◆ Task goal: Give the number of lines in the data that hold the string "blonde". Nothing else is needed.

◆ Material supplied:

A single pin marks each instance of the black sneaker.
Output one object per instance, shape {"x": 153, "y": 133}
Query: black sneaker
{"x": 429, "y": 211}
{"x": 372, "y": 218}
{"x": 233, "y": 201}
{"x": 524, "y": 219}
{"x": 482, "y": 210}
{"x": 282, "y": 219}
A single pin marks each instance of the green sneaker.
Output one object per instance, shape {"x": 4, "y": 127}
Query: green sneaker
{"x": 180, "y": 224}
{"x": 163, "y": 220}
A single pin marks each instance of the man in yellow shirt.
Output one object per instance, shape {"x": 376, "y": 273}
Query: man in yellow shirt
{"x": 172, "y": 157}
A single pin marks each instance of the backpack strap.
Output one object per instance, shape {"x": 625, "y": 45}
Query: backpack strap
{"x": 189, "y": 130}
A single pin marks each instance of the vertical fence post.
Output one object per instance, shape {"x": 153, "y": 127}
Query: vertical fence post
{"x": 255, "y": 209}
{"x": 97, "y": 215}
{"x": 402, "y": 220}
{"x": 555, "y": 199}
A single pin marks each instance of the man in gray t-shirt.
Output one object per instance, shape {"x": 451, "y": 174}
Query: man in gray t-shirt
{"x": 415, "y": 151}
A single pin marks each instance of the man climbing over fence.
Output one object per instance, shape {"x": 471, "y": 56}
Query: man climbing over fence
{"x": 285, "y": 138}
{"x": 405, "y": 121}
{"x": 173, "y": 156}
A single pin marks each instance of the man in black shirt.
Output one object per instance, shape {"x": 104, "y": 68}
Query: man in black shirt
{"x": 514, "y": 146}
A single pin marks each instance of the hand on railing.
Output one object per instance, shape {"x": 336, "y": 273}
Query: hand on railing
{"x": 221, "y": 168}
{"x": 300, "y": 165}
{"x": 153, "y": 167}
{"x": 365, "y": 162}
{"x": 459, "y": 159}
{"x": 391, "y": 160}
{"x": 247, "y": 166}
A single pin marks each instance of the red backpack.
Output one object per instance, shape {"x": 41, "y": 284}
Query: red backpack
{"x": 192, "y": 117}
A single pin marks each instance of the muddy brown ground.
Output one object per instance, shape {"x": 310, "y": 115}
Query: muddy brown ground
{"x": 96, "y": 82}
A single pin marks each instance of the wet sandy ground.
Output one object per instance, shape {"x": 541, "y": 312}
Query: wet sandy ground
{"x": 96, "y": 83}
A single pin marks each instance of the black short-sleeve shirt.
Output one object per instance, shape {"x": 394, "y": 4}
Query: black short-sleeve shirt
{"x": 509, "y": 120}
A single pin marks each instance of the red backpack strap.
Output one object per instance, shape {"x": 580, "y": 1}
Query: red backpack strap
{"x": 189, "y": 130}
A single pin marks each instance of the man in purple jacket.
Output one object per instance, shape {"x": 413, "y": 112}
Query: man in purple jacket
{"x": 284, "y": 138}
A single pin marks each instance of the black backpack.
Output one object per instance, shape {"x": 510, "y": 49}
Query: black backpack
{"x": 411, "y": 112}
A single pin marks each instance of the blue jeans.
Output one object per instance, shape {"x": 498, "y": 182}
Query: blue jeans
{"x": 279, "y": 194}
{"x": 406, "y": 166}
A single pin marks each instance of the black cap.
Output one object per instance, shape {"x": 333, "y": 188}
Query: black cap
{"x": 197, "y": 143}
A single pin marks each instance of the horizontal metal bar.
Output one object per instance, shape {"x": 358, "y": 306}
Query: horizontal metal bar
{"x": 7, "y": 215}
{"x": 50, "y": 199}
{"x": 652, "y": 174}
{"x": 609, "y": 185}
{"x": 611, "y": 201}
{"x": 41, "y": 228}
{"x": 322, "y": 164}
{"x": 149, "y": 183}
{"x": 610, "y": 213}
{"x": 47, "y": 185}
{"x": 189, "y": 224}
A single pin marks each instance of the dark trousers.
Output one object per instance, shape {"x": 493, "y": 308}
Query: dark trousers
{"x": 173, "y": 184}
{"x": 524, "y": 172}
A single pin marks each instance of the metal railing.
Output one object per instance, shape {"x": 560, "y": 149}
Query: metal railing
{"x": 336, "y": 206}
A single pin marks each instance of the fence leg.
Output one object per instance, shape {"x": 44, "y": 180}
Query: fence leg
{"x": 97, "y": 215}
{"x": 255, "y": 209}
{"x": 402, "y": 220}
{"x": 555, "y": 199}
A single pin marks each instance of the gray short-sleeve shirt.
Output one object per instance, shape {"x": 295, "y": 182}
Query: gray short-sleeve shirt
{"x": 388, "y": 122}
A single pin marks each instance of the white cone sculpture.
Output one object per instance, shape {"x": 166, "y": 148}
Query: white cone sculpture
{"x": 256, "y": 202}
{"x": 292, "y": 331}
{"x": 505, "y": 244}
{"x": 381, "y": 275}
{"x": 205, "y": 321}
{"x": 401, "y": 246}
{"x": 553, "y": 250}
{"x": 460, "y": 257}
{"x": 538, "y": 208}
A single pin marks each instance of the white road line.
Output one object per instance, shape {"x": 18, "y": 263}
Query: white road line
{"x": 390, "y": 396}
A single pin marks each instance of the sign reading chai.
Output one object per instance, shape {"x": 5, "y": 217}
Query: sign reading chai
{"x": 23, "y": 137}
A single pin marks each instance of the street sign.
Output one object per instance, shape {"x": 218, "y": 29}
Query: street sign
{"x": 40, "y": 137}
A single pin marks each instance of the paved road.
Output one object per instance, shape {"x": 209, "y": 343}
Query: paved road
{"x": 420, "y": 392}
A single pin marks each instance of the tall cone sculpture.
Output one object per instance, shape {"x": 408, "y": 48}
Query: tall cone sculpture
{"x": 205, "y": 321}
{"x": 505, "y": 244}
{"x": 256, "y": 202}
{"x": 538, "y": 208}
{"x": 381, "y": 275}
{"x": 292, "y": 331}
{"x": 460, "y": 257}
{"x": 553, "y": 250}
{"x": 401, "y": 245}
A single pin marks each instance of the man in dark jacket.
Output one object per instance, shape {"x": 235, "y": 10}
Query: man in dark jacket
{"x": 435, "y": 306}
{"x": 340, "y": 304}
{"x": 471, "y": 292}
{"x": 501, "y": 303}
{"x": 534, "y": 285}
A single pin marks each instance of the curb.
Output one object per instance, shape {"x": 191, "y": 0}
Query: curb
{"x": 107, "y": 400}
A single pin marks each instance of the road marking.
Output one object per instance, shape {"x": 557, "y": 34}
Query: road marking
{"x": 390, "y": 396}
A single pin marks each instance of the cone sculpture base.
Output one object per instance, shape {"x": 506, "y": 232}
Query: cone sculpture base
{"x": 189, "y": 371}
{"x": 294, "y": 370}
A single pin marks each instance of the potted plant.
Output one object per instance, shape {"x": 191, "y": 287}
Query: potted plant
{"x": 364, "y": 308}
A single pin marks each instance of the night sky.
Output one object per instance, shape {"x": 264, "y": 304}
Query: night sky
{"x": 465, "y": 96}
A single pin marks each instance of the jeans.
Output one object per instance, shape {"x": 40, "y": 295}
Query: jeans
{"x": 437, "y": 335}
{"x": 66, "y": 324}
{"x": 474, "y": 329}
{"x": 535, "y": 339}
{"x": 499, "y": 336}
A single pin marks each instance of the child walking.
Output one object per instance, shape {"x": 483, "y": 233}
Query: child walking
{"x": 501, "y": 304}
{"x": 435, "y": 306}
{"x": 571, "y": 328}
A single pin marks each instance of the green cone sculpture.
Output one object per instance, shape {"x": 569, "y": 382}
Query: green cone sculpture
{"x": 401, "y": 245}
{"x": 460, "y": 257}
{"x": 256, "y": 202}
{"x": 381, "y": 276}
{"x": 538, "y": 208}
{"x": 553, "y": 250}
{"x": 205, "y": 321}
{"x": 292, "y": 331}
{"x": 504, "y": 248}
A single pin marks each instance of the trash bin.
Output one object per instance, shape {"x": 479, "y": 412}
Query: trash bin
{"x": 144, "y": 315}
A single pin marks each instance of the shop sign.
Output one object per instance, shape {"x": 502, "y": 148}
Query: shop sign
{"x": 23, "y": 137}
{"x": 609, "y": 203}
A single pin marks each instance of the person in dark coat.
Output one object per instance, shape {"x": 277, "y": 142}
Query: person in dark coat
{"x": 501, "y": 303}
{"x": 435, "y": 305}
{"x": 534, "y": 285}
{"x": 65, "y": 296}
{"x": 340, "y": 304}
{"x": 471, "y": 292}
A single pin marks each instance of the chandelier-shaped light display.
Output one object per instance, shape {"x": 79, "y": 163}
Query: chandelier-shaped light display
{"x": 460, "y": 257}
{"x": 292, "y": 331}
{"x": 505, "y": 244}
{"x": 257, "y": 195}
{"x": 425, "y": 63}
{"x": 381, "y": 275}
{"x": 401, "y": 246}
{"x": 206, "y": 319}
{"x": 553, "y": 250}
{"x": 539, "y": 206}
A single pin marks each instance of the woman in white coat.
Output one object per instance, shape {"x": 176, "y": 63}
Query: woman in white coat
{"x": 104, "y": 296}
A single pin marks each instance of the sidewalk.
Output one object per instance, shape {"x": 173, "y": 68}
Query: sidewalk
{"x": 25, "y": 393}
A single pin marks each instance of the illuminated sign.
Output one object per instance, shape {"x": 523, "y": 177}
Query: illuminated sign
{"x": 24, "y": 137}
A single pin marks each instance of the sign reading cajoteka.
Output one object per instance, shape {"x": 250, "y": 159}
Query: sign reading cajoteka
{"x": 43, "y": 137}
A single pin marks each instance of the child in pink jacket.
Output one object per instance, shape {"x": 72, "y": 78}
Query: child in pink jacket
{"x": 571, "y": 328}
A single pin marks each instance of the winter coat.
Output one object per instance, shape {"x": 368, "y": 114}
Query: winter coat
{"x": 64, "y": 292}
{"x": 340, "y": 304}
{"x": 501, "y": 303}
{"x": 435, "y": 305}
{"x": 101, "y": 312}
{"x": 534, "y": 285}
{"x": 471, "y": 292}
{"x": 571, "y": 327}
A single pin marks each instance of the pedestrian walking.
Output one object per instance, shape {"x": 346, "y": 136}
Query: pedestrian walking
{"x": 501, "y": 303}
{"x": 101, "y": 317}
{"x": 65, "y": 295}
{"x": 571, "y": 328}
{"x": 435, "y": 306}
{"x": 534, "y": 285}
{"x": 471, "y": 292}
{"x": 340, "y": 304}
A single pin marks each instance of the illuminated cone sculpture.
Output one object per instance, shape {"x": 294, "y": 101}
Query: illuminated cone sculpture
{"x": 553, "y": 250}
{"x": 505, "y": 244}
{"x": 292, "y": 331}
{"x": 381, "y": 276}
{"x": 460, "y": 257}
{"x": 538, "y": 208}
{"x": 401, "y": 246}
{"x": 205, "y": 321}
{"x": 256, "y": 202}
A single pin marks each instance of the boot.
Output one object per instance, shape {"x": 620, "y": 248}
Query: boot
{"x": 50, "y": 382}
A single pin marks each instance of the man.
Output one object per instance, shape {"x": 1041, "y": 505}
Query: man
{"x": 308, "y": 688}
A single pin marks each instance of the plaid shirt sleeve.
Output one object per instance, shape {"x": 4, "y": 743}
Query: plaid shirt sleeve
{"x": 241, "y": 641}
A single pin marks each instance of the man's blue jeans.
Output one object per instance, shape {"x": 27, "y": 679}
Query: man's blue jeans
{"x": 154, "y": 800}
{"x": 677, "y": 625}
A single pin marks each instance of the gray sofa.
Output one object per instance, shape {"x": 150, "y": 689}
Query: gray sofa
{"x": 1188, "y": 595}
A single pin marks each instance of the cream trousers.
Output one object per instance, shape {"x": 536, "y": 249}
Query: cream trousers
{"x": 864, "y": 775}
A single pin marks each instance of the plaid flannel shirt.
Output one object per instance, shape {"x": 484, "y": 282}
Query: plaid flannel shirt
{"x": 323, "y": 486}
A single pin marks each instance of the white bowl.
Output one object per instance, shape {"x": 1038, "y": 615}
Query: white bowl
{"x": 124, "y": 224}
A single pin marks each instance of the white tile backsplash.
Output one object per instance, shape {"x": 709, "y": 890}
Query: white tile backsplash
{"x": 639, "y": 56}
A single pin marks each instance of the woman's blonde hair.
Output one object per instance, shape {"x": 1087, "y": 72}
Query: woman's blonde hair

◆ Solution: 2